# What the task requires
Continue the text below about For Squirrels' album Example, starting after its last sentence.

# Extracted text

● ● ●

Example is the second studio album released by For Squirrels. It was produced by Nick Launay. It was For Squirrels' only major label record, as lead singer John Vigliatura and bassist Bill White died when the band's van blew a tire and crashed less than a month before their upcoming album's release.

Despite the death of half the band, the two surviving members chose to release the album as scheduled. The band released "Mighty K.C." as the only single from the album. The song peaked at #15 on the Billboard Modern Rock Tracks chart on the chart dated January 26, 1996.

The album did not gain mainstream popularity, reaching only No. 171 on the Billboard 200.

Travis Tooke and Jack Griego would form a new band, Subrosa. They released an album, Never Bet the Devil Your Head, in 1997.

● ● ●

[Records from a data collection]
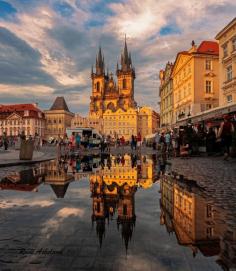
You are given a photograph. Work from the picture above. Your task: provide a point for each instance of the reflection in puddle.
(114, 182)
(196, 221)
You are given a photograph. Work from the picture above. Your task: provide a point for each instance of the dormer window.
(26, 113)
(124, 84)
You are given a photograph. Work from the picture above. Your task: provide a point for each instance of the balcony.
(209, 96)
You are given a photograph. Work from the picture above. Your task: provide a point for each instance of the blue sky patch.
(6, 10)
(63, 9)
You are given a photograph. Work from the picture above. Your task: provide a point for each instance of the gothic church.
(106, 93)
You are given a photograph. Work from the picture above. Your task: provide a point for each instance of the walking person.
(225, 133)
(72, 142)
(210, 141)
(78, 140)
(5, 141)
(139, 140)
(168, 143)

● ● ●

# Exercise answer
Critical reception
The Austin Chronicle called the album "a great approximation of early R.E.M. that would fit nicely in a set with the Gin Blossoms, Toad the Wet Sprocket, and Sponge." Trouser Press wrote that Example shows "that [the band] was a vibrant musical force with a fully realized sound and a knack for explosive, out-of-the-ordinary dynamics."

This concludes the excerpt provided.